Things to do:
• a. In the piece on coeliac disease and assertiveness, rewrite the passage from "This set me" to "been more persistent.", changing "the loo" to "the bathroom".
• b. Answer these questions from the piece on coeliac disease and assertiveness:
(i) In which town was the canal-side walk?
(ii) Which grains contain gluten?
(iii) What did the waiter reply when asked whether the galettes were 100% buckwheat?
• c. Pick up the piece on coeliac disease and assertiveness after its last sentence and continue writing it.

Exercise text:
The sun was glinting off the water as we walked along the canal side in Amiens in search of something to eat. The colourful restaurants all had tempting menus, but too many days of eating the three course ‘menus’ and a tightening waistband meant that I was looking for a smaller lunch.
Then I spotted it – a café that had one of my favourites, something that we rarely find in Britain. Galettes.
The waiter saw me looking and smiled ‘Bonjour Madam’, indicating the favoured waterside seating. But I refused to sit immediately.
Indicating the board displaying their offerings I asked in my best schoolgirl French. ‘Are you absolutely sure that your galettes are 100% buckwheat?’
‘Oui, madam, pas gluten.’ He replied, pulling out a chair for me.
This type of conversation is an everyday event for me. I have to be mindful and assertive to look after my health. Sometimes I even go and look in the restaurant kitchen to make sure the chefs understand how to prepare gluten free food.
I have Coeliac (Celiac) disease and that means I can’t eat even the tiniest amount of gluten. Gluten is found in wheat, rye, barley and any foods made with these grains and any meals made with these foods are out of bounds.
Au revoir Croissant, au revoir bagette, au revoir patisserie. And even goodbye to a whole range of foods and condiments containing ‘hidden’ gluten. These range from some ice creams and milk shakes, beer through to soy sauce.
This set me to pondering how others with this disease who may be less assertive than me, manage. I’m guessing they may sometimes eat meals they aren’t completely convinced are gluten free. Then they spend some time rushing to the loo and wishing they had been more persistent.
I wondered, too, how many other ways lack of assertiveness might effect your health.
Not ‘bothering’ the doctor
Passive people sometimes don’t want to bother the doctor with ‘little’ symptoms. They convince themselves that the doctor is busy and, after all, their symptoms are ‘nothing to worry about.’ Or they do think the symptoms are worrying but leave getting medical attention until things are too late.

Records:
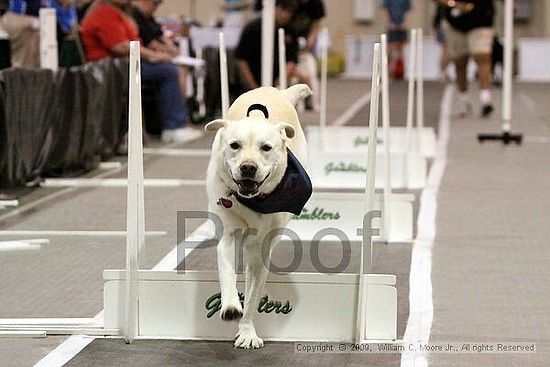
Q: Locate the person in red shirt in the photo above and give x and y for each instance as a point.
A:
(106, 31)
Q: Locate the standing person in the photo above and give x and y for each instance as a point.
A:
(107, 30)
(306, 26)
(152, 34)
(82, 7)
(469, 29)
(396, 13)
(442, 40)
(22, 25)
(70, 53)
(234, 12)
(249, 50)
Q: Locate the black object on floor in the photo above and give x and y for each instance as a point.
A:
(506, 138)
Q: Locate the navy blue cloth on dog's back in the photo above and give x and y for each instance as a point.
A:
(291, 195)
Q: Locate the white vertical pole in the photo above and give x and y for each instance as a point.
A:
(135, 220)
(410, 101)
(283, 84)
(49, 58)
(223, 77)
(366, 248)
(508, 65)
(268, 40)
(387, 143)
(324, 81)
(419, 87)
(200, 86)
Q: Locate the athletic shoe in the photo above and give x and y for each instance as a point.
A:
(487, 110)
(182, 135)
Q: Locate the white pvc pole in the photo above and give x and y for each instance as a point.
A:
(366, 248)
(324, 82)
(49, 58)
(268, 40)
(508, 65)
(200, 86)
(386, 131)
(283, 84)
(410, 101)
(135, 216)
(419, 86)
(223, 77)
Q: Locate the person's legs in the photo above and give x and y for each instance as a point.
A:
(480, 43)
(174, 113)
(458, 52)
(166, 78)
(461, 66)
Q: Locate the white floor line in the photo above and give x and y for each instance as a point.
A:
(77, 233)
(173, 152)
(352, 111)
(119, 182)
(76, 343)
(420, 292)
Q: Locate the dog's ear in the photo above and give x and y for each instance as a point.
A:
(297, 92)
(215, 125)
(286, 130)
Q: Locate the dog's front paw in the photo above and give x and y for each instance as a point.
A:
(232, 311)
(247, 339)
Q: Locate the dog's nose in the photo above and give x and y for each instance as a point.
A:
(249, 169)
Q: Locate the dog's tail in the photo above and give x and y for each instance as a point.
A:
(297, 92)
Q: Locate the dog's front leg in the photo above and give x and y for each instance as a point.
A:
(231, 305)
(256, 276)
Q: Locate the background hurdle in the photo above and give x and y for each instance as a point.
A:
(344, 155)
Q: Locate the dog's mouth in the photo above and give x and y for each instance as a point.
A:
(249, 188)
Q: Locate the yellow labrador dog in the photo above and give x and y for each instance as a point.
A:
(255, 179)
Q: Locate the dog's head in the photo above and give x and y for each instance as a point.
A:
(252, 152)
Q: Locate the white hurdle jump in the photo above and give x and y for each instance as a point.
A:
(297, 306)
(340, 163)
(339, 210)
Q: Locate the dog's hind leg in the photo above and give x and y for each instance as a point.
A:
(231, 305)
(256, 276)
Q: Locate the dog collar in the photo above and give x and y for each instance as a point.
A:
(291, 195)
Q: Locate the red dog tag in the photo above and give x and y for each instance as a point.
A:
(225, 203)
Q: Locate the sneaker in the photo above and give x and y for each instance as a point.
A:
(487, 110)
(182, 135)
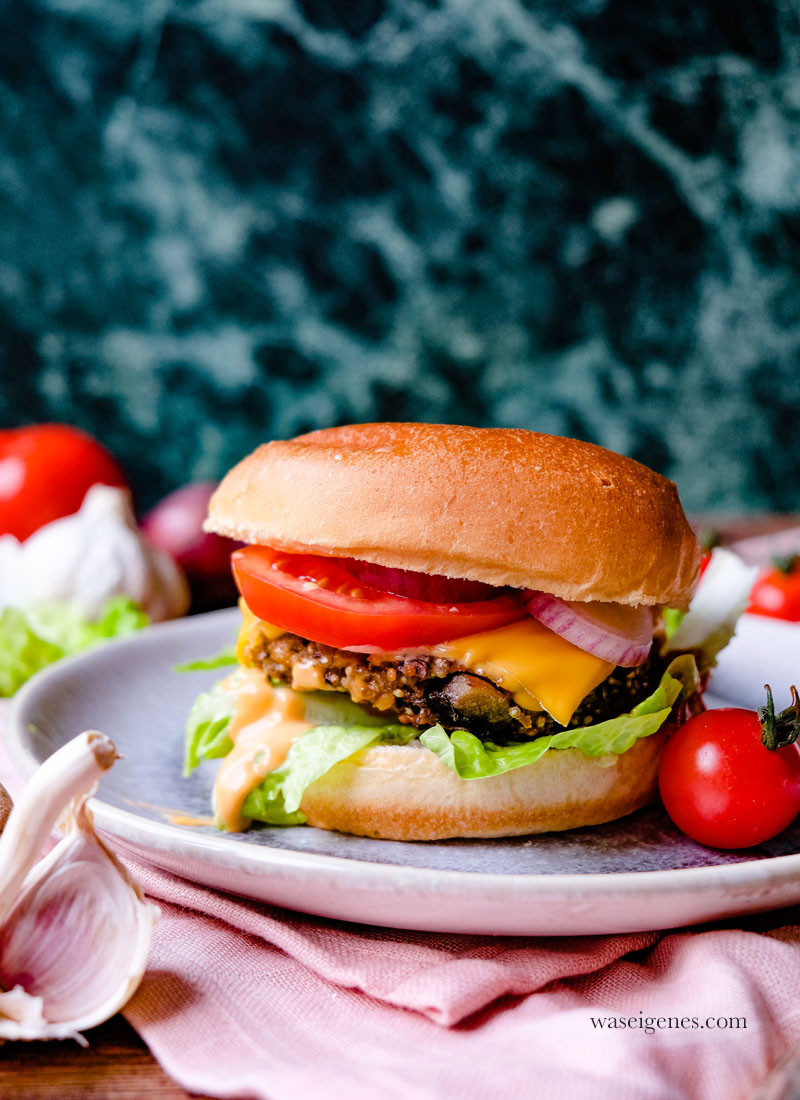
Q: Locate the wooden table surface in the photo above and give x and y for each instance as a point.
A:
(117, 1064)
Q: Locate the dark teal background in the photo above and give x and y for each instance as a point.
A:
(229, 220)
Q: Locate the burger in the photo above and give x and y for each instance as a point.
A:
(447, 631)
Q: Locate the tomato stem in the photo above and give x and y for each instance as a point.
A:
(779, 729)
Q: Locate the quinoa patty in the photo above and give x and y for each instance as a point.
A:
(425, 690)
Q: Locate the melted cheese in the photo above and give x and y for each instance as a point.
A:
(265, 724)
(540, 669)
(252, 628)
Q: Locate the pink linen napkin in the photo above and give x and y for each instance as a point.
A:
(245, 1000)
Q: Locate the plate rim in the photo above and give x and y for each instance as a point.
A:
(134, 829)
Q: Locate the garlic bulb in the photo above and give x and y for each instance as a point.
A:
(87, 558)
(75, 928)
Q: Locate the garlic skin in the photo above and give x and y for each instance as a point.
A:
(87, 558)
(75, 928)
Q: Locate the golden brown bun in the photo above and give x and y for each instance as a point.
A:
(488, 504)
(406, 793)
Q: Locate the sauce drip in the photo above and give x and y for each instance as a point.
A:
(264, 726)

Answers to each task:
• a.
This set me to pondering how others with this disease who may be less assertive than me, manage. I’m guessing they may sometimes eat meals they aren’t completely convinced are gluten free. Then they spend some time rushing to the bathroom and wishing they had been more persistent.

• b.
(i) Amiens
(ii) Wheat, rye and barley
(iii) "Oui, madam, pas gluten."

• c.
Not pushing for appropriate tests
Doctors are busy people and sometimes don’t want to refer patients on for more specialised help. Passive people may sit in their consulting room wanting more but failing to be insistent. Result? They go away with a nagging feeling that more should be done.
Not asking questions
I sometimes wonder if doctors have training on how to get patients out of the door as quickly as possible. It sure seems like it, and that can lead many passive people to scuttle out without their questions asked, much less answered.
How to deal with these situations
My tip is to write down what you want before you leave home. Write down what you want to ask and what you want to happen. If appropriate, do some research beforehand so that you know what is appropriate for your symptoms or condition. And don’t feel you are wasting the doctor’s time. After all, without patients they’d be out of work! Your health is important, look after it.
If you want to know more about how to be assertive you’ll find many tips in my book ‘How to be Assertive’ available through Amazon and other e-book sellers.
* Despite the name, buckwheat isn’t wheat, but part of the rhubarb family and so safe for Coeliacs to eat.